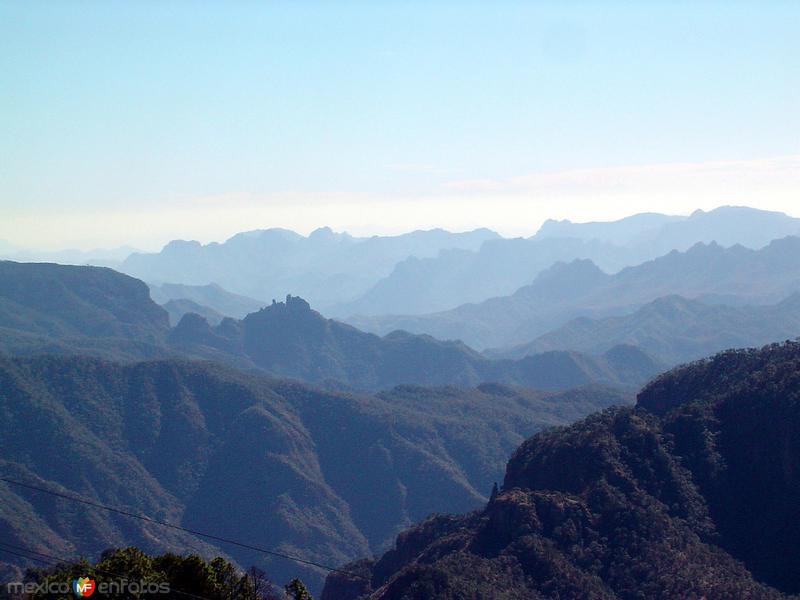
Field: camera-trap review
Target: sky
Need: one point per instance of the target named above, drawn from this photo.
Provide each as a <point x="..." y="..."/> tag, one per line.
<point x="133" y="123"/>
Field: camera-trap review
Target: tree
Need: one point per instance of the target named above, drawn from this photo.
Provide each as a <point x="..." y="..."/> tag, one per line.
<point x="297" y="591"/>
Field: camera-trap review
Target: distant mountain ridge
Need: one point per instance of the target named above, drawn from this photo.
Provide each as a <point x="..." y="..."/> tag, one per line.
<point x="580" y="288"/>
<point x="428" y="271"/>
<point x="500" y="267"/>
<point x="327" y="267"/>
<point x="88" y="310"/>
<point x="211" y="296"/>
<point x="673" y="329"/>
<point x="289" y="339"/>
<point x="630" y="503"/>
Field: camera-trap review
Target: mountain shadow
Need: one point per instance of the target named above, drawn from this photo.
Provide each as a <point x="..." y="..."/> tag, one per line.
<point x="691" y="494"/>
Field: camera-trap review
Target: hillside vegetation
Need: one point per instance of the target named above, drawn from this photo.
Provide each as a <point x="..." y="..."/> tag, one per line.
<point x="329" y="477"/>
<point x="691" y="494"/>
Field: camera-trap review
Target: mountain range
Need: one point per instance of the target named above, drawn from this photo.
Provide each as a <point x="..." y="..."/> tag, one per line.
<point x="327" y="477"/>
<point x="210" y="299"/>
<point x="429" y="271"/>
<point x="289" y="339"/>
<point x="327" y="267"/>
<point x="691" y="494"/>
<point x="673" y="329"/>
<point x="501" y="266"/>
<point x="705" y="272"/>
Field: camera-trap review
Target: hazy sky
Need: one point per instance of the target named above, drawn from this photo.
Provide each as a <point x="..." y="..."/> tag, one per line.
<point x="139" y="122"/>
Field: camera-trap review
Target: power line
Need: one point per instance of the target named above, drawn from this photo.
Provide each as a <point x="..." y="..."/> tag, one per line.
<point x="60" y="560"/>
<point x="210" y="536"/>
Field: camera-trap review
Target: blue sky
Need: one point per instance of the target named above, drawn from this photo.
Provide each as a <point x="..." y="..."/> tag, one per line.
<point x="138" y="122"/>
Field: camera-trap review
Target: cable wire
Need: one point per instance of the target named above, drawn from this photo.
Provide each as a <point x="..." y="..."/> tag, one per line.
<point x="60" y="560"/>
<point x="210" y="536"/>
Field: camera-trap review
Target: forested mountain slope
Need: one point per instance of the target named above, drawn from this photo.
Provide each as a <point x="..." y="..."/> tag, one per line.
<point x="691" y="494"/>
<point x="329" y="477"/>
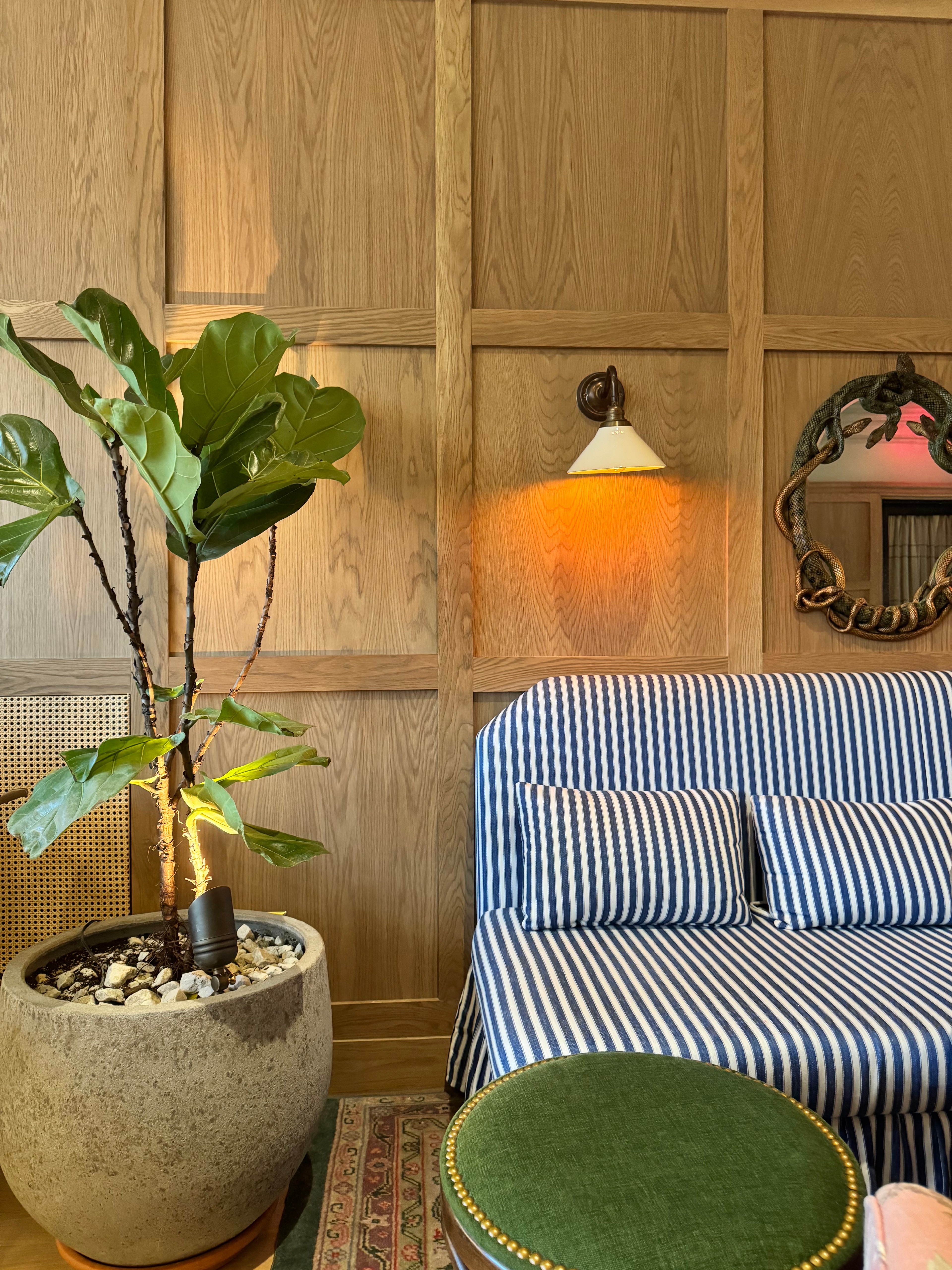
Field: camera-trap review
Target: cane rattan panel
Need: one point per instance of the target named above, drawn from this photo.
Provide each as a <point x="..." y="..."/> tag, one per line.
<point x="86" y="873"/>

**Task brief**
Pull from the records above every line that contains the string "mountain", and copy each line in full.

**Solution to the problem**
Target: distant mountain ridge
Target: mountain shadow
Target: mountain range
Target: forested mountain slope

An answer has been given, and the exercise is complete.